It is undisputed that shortly after the day of his trip to Hartford with Whitted, September 13, 1986, Defendant Detective Joseph Assad left the Homicide Bureau and thereafter had no involvement in the investigation of the Seymour murder. Pls' SOF at ¶19, Dkt. 106.

On September 18, Defendants Scammons and Reid showed a photo array to Dixon and Chase of the men from Hartford who had been selected by Whitted the day before. Chase "liked" the picture of a man with cornrows as possibly being among the men who confronted him at the Pizza King on the night of the shooting, and Dixon "liked" two men in the array named Pruitt and Syms. Reid and Scammons did not make a record of the photos they showed Dixon and Chase. It appears undisputed, however, that even if a picture of Schand was included in the group of photos previously selected by Whitted, Schand's photo was not among those Chase and Dixon "liked."

+-------+

Work instructions:
1. Please explain why the passage on the Seymour murder investigation leaves open whether Schand's picture was in the September 18 photo array.
2. Carry the passage on the Seymour murder investigation forward from its final sentence.

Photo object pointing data
+-------+

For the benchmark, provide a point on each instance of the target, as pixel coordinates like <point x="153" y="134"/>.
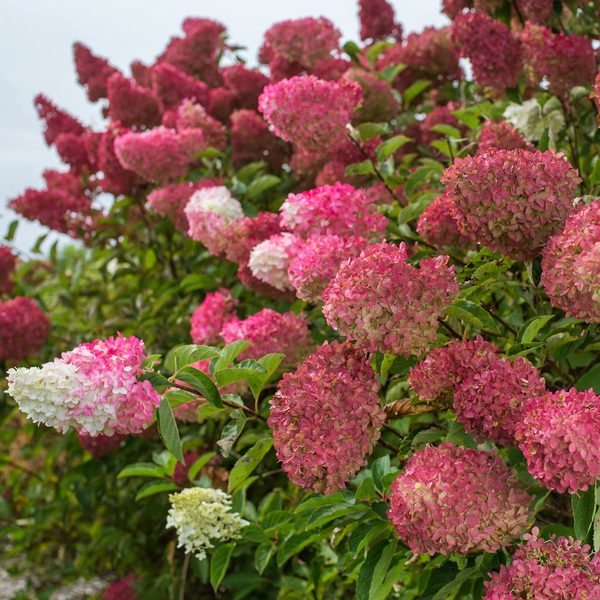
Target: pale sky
<point x="35" y="47"/>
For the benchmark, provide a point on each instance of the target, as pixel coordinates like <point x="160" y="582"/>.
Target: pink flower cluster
<point x="317" y="262"/>
<point x="24" y="328"/>
<point x="385" y="304"/>
<point x="310" y="112"/>
<point x="560" y="567"/>
<point x="512" y="200"/>
<point x="557" y="435"/>
<point x="494" y="52"/>
<point x="571" y="265"/>
<point x="270" y="332"/>
<point x="208" y="319"/>
<point x="451" y="499"/>
<point x="326" y="417"/>
<point x="338" y="209"/>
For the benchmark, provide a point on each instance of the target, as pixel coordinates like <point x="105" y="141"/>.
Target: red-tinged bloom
<point x="557" y="434"/>
<point x="171" y="86"/>
<point x="56" y="120"/>
<point x="338" y="209"/>
<point x="502" y="136"/>
<point x="438" y="225"/>
<point x="512" y="200"/>
<point x="100" y="445"/>
<point x="326" y="417"/>
<point x="160" y="155"/>
<point x="269" y="331"/>
<point x="436" y="377"/>
<point x="385" y="304"/>
<point x="494" y="52"/>
<point x="93" y="71"/>
<point x="571" y="265"/>
<point x="451" y="499"/>
<point x="252" y="140"/>
<point x="560" y="567"/>
<point x="247" y="84"/>
<point x="24" y="328"/>
<point x="317" y="262"/>
<point x="8" y="263"/>
<point x="565" y="60"/>
<point x="310" y="112"/>
<point x="208" y="319"/>
<point x="377" y="20"/>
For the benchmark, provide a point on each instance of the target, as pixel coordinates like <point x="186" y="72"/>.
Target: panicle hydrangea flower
<point x="317" y="262"/>
<point x="512" y="200"/>
<point x="23" y="328"/>
<point x="385" y="304"/>
<point x="159" y="155"/>
<point x="310" y="112"/>
<point x="171" y="86"/>
<point x="100" y="445"/>
<point x="494" y="52"/>
<point x="338" y="209"/>
<point x="490" y="402"/>
<point x="208" y="319"/>
<point x="93" y="388"/>
<point x="560" y="567"/>
<point x="93" y="72"/>
<point x="438" y="225"/>
<point x="501" y="135"/>
<point x="201" y="517"/>
<point x="269" y="331"/>
<point x="270" y="260"/>
<point x="56" y="121"/>
<point x="436" y="377"/>
<point x="451" y="499"/>
<point x="8" y="263"/>
<point x="571" y="265"/>
<point x="557" y="434"/>
<point x="131" y="104"/>
<point x="566" y="60"/>
<point x="326" y="417"/>
<point x="377" y="20"/>
<point x="252" y="140"/>
<point x="210" y="211"/>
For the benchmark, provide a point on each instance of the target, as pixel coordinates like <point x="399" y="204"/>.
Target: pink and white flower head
<point x="338" y="209"/>
<point x="317" y="262"/>
<point x="512" y="200"/>
<point x="310" y="112"/>
<point x="160" y="155"/>
<point x="452" y="499"/>
<point x="557" y="434"/>
<point x="571" y="265"/>
<point x="271" y="332"/>
<point x="208" y="319"/>
<point x="326" y="417"/>
<point x="270" y="260"/>
<point x="210" y="211"/>
<point x="560" y="567"/>
<point x="385" y="304"/>
<point x="93" y="388"/>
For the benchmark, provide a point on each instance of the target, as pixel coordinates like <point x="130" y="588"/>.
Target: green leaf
<point x="247" y="463"/>
<point x="218" y="564"/>
<point x="390" y="146"/>
<point x="472" y="314"/>
<point x="155" y="487"/>
<point x="201" y="383"/>
<point x="167" y="427"/>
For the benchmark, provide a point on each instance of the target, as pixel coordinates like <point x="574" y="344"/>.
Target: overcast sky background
<point x="35" y="46"/>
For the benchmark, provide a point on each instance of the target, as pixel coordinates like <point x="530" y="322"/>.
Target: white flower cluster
<point x="201" y="516"/>
<point x="270" y="260"/>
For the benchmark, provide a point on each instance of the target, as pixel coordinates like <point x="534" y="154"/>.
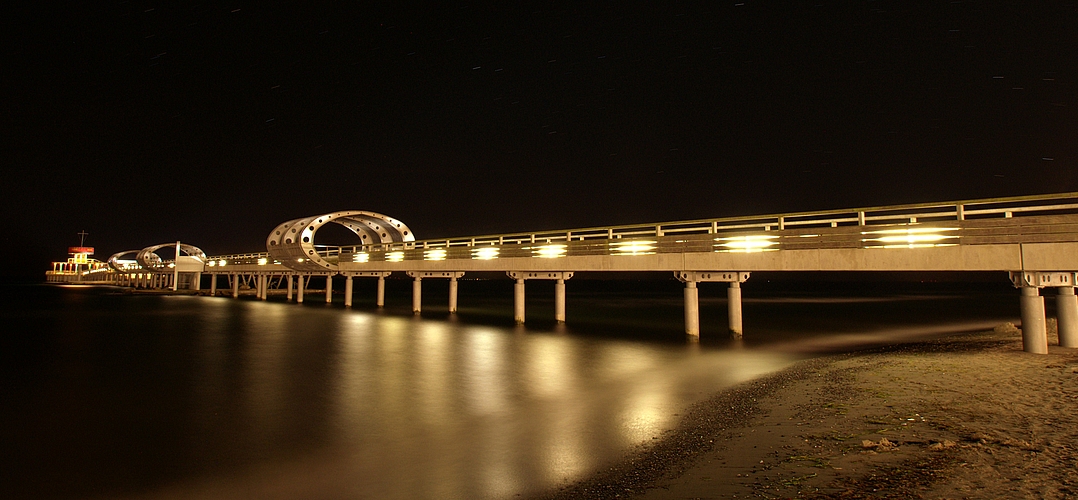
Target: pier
<point x="1032" y="238"/>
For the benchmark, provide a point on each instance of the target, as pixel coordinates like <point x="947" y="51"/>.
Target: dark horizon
<point x="144" y="123"/>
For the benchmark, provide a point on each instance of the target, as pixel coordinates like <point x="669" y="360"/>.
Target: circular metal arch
<point x="151" y="261"/>
<point x="292" y="242"/>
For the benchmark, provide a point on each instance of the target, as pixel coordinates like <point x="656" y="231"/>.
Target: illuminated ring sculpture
<point x="114" y="261"/>
<point x="292" y="242"/>
<point x="151" y="261"/>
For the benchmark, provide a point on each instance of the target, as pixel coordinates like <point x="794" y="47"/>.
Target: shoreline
<point x="965" y="416"/>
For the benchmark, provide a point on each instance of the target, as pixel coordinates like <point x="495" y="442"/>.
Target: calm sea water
<point x="114" y="396"/>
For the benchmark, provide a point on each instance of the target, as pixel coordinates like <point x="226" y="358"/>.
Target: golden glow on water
<point x="635" y="247"/>
<point x="432" y="408"/>
<point x="913" y="237"/>
<point x="484" y="364"/>
<point x="748" y="244"/>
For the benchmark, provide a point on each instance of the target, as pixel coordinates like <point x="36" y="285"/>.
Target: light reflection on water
<point x="211" y="398"/>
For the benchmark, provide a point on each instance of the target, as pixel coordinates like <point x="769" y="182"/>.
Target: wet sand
<point x="968" y="416"/>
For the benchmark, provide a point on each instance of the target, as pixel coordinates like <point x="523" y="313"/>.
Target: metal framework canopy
<point x="292" y="242"/>
<point x="119" y="263"/>
<point x="149" y="259"/>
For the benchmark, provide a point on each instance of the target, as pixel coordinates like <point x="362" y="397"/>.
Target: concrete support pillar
<point x="519" y="302"/>
<point x="733" y="300"/>
<point x="560" y="301"/>
<point x="1034" y="334"/>
<point x="691" y="309"/>
<point x="417" y="295"/>
<point x="453" y="295"/>
<point x="1066" y="311"/>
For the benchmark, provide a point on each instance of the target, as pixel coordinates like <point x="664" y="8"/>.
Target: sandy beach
<point x="967" y="416"/>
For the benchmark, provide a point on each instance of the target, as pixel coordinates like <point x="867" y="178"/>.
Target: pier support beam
<point x="733" y="299"/>
<point x="560" y="301"/>
<point x="690" y="278"/>
<point x="1034" y="334"/>
<point x="691" y="309"/>
<point x="519" y="296"/>
<point x="519" y="301"/>
<point x="453" y="295"/>
<point x="417" y="295"/>
<point x="1066" y="311"/>
<point x="416" y="292"/>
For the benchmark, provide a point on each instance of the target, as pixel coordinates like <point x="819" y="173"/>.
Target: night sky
<point x="149" y="122"/>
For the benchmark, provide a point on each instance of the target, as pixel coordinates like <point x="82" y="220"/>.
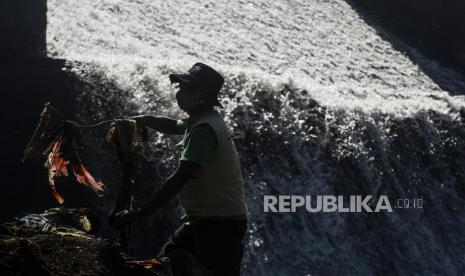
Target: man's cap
<point x="203" y="77"/>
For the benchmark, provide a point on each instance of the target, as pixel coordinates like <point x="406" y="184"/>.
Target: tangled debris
<point x="57" y="139"/>
<point x="64" y="247"/>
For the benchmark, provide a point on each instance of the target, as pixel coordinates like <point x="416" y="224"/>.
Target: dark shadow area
<point x="28" y="79"/>
<point x="23" y="25"/>
<point x="25" y="87"/>
<point x="436" y="29"/>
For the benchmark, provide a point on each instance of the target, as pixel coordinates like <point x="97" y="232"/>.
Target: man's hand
<point x="161" y="124"/>
<point x="125" y="217"/>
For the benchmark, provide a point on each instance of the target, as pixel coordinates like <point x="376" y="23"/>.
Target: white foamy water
<point x="323" y="46"/>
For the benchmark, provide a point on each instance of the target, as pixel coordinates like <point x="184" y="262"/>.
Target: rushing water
<point x="319" y="104"/>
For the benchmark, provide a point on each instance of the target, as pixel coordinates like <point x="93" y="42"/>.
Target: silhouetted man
<point x="208" y="178"/>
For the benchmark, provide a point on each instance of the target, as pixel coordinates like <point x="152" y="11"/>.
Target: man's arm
<point x="172" y="187"/>
<point x="161" y="124"/>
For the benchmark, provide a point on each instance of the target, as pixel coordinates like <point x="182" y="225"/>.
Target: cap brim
<point x="180" y="78"/>
<point x="217" y="103"/>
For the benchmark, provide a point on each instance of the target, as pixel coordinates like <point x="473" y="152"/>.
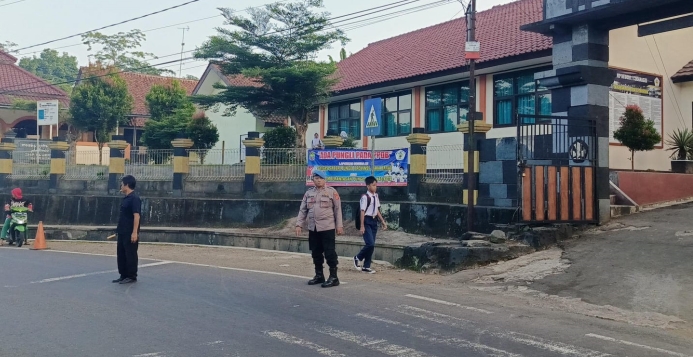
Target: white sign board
<point x="47" y="112"/>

+-------+

Outputs for the tasks:
1. Reid and Scammons made no record of the photos they showed Dixon and Chase. The passage can therefore say only that even if Schand's picture was among those Whitted selected, it was not one of the pictures Chase or Dixon "liked."

2.
That same day, September 18, Cooke was also shown the same photo array. He did not make an identification. The parties dispute whether Reid and Scammons adequately recorded which photos were shown to Cooke. For purposes of Defendants' motions, the court will accept Plaintiffs' contention that they failed to do this.

On September 19, 1986, Scammons and Reid interviewed Tanya Polon, whose home was across from the After Five Lounge. She stated that after the shooting, she had seen a four-door white Datsun traveling down the street with four black men in it. The Datsun was followed by a silver or light blue van with a white stripe running down the side, a window on the top, bubble on the side, and a ladder on the back. Polon noted that neither vehicle had its lights on. Then, a black male, about 28 years old, dark complexion, about five feet seven inches tall with a large three-inch Afro appeared, ran down the street, and jumped into the Datsun. The driver put the lights on and drove away. Defs' SOF at ¶22, Dkt. 93. Polon told the officers *117that her neighbor Lee Hutchins could identify the van. No evidence in the record indicates whether any Springfield detective attempted to contact or interview Hutchins. Shown a photo array, Polon made no identification.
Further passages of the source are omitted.